What is asked =
Locate every line below that contains the word "floor" and copy each one.

══ Supplied records

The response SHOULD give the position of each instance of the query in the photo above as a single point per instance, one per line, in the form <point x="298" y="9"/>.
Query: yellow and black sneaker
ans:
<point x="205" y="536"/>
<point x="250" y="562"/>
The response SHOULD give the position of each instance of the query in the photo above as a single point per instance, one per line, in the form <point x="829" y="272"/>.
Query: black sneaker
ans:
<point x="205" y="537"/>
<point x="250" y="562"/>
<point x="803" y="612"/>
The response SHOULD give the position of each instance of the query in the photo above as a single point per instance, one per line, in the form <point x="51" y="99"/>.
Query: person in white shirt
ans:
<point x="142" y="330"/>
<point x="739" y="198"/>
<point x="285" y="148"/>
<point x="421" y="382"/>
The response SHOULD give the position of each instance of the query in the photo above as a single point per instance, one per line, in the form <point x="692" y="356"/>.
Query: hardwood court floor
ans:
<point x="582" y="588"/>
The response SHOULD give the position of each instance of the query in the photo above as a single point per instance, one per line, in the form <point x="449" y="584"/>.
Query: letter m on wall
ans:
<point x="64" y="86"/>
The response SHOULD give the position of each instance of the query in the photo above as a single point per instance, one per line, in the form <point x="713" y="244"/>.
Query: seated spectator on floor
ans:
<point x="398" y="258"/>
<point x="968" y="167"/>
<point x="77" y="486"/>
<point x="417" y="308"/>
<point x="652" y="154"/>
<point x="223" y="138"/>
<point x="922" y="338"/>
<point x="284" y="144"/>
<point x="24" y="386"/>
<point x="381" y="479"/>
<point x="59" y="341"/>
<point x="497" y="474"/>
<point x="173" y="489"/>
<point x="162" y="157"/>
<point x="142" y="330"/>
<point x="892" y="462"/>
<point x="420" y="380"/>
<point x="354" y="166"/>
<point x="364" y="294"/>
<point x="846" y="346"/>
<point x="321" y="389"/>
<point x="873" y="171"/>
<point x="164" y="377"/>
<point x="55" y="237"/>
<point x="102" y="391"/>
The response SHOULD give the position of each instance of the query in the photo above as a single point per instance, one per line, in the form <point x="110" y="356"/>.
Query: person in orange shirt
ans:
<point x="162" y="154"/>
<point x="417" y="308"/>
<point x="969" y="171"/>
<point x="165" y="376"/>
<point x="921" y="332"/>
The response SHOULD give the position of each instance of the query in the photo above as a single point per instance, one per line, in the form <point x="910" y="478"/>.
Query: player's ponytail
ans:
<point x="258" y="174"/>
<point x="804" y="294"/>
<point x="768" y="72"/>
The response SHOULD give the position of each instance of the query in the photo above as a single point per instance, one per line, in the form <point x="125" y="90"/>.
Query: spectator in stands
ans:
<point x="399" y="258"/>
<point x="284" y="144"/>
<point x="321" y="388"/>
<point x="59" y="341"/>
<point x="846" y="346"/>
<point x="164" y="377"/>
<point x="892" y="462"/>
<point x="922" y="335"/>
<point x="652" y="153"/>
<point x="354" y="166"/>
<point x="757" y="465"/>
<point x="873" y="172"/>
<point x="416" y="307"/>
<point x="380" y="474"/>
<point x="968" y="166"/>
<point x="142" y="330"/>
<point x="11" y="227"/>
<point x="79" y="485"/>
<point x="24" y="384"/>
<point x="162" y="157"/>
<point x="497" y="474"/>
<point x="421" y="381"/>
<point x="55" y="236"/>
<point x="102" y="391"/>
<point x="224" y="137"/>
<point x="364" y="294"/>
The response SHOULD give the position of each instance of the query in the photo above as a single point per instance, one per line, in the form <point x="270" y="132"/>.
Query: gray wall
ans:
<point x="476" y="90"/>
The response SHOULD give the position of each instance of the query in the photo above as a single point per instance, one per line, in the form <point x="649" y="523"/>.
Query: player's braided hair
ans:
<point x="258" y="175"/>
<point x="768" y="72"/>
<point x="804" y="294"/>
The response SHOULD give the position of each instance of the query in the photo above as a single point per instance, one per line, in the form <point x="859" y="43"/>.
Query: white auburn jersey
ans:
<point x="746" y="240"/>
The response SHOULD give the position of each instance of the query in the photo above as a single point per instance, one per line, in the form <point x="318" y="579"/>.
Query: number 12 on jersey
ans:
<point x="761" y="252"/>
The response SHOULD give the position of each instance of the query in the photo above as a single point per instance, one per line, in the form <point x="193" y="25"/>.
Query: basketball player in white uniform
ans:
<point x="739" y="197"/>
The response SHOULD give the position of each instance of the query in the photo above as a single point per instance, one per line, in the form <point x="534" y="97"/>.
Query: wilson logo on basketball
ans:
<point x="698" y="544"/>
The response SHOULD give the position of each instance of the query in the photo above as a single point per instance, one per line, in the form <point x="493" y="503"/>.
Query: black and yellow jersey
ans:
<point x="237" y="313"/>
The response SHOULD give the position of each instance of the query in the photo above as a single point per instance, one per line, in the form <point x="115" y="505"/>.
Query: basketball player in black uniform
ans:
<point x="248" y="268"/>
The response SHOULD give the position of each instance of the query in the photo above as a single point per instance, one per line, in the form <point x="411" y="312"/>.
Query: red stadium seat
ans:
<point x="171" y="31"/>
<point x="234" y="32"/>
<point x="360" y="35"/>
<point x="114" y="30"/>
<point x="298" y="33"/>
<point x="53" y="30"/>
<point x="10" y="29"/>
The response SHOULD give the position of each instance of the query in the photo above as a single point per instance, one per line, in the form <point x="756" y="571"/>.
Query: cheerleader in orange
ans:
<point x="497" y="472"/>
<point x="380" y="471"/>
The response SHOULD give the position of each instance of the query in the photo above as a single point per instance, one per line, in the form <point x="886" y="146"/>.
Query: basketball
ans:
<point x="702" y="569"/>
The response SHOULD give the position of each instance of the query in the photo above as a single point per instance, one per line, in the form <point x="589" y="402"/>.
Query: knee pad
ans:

════

Task result =
Query: hardwood court floor
Query: seated spectator on floor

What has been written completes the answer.